→ SUPPLIED PASSAGE
· · · · ·

Manage advanced migration

Advanced migration is a solution for migrating data for large-sized databases with less downtime. This feature is only available for PostgreSQL.

Migration source requirements

Configuring your migration source requires configuring both the source instance and underlying source databases.

Supported versions

The supported self-managed PostgreSQL versions are:

  • PostgreSQL: 9.4, 9.5, 9.6, 10, 11, 12, 13, 14, and 15
  • AlloyDB Omni: 15

Source instance configuration

Your source instance must include the default postgres database. If it doesn't exist, you need to create it. The pglogical library must be installed on the source and included in the shared_preload_libraries configuration variable.

Source database configuration

The migration migrates all databases under the source instance except template databases (template0 and template1 for on-premise sources). For each database that will migrate, you must fulfill these steps:

  • Install extension: You must run CREATE EXTENSION IF NOT EXISTS pglogical to install the extension into the database.

· · · · ·

→ DATA RECORDS
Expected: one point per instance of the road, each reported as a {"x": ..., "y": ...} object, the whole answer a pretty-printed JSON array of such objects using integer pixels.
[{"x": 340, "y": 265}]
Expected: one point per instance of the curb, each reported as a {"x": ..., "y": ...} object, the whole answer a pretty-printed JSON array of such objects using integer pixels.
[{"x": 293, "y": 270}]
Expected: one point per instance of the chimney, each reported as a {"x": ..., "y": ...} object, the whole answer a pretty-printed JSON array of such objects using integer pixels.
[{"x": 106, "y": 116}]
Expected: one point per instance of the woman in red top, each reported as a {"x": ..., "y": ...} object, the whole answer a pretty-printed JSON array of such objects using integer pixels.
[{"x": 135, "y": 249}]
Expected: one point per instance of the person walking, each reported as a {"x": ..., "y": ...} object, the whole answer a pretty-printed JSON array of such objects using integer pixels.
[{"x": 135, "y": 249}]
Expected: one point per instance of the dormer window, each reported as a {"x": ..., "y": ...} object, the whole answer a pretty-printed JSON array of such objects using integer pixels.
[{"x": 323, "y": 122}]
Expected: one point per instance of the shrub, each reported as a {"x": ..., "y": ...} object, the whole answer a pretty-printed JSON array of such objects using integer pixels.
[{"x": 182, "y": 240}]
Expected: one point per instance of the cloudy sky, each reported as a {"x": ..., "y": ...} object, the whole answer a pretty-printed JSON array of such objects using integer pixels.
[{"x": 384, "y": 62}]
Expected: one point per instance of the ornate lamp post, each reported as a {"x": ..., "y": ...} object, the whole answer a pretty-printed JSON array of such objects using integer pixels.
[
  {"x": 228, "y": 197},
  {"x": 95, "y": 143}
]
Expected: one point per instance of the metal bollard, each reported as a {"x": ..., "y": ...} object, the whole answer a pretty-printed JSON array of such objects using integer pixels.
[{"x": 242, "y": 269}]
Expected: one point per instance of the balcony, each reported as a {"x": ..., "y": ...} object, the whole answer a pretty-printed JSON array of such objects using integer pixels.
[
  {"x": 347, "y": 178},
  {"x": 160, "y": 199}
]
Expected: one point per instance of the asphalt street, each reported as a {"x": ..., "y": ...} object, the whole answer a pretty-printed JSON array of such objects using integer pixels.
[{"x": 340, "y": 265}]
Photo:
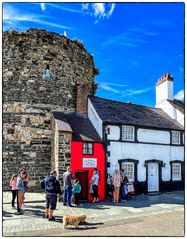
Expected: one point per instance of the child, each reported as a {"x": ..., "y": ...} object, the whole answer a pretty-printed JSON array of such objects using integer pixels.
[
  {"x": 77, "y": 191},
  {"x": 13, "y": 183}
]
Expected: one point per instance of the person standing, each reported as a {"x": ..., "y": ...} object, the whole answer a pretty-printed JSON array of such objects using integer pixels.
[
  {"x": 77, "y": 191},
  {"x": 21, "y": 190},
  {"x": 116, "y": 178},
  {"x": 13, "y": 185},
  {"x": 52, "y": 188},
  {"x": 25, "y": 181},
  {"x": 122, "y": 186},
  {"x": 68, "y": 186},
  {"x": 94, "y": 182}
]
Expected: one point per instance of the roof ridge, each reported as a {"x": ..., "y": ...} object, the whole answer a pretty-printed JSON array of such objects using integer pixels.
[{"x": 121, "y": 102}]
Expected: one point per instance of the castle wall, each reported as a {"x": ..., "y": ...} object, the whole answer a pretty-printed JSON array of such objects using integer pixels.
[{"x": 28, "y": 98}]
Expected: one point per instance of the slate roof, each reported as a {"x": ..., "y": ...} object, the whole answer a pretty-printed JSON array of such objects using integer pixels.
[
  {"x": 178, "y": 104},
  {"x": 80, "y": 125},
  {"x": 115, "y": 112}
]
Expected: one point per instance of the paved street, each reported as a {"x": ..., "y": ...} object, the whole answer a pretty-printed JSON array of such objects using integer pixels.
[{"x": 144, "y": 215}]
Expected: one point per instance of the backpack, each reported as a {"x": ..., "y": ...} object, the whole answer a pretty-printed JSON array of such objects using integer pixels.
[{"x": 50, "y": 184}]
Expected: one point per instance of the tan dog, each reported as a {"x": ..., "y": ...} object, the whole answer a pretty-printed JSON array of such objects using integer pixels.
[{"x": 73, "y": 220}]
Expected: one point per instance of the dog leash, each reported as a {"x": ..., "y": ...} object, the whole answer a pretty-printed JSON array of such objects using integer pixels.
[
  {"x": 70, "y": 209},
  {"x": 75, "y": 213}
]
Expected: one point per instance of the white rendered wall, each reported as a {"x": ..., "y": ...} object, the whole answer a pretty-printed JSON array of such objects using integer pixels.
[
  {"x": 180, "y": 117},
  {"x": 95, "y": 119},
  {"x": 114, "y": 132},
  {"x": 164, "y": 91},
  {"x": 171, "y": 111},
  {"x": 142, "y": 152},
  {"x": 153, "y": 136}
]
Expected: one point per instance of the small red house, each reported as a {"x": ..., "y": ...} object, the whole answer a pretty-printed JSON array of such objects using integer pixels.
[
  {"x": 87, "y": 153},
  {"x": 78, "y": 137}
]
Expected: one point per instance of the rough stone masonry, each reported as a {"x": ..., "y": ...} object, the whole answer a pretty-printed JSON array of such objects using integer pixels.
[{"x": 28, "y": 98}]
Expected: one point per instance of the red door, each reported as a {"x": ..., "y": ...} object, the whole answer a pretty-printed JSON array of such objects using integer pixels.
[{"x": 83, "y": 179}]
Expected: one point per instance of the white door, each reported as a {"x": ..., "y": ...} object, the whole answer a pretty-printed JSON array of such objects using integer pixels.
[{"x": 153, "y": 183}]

· · · · ·

→ EXERCISE OBJECTIVE
Please return, word for word, the part of the advanced migration page above that begins at the words "Manage advanced migration" and stops after the words "available for PostgreSQL.".

→ SOLUTION TO THE EXERCISE
Manage advanced migration

Advanced migration is a solution for migrating data for large-sized databases with less downtime. This feature is only available for PostgreSQL.